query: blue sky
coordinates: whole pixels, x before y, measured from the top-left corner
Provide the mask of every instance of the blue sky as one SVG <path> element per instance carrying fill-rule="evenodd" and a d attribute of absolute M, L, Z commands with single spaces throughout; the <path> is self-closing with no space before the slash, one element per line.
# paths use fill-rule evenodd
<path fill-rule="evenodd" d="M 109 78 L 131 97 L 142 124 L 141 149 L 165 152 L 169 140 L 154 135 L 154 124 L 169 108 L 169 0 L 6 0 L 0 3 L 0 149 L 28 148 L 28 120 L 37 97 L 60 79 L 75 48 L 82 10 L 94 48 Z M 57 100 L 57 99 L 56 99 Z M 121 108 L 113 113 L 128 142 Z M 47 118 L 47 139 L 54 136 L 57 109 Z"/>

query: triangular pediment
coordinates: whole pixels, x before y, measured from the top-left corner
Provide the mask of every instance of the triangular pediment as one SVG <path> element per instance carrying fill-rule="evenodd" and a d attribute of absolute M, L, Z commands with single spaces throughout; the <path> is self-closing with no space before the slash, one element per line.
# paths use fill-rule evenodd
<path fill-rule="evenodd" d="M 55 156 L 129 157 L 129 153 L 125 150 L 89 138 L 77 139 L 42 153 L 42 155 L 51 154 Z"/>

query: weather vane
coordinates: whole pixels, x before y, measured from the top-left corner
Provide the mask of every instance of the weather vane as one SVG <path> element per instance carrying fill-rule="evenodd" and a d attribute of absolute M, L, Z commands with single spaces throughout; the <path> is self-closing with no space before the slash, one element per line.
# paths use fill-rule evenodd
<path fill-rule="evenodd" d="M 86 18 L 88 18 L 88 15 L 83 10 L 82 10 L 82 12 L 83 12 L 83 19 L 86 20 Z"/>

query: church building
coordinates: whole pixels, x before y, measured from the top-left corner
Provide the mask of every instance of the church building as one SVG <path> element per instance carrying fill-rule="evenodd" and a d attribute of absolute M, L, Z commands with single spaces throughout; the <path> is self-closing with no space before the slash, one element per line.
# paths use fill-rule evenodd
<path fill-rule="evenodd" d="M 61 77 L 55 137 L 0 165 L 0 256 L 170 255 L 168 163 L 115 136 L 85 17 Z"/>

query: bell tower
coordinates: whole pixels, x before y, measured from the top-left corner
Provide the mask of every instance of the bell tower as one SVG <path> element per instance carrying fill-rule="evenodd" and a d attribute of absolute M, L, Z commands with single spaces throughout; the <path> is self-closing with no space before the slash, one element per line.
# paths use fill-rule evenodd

::::

**Written task:**
Rewrite the material from the line with "query: bell tower" through its last line, renaming "bell tower" to "spire" and leaving everything else unchanged.

**Final result:**
query: spire
coordinates: whole pixels, x before y, measured from the top-left corner
Provide the mask of every instance of the spire as one SVG <path> element per instance carrying fill-rule="evenodd" and a d attribute of absolute M, L, Z commands with single spaces throughout; the <path> is self-closing with no space before the slash, one element per line.
# paths use fill-rule evenodd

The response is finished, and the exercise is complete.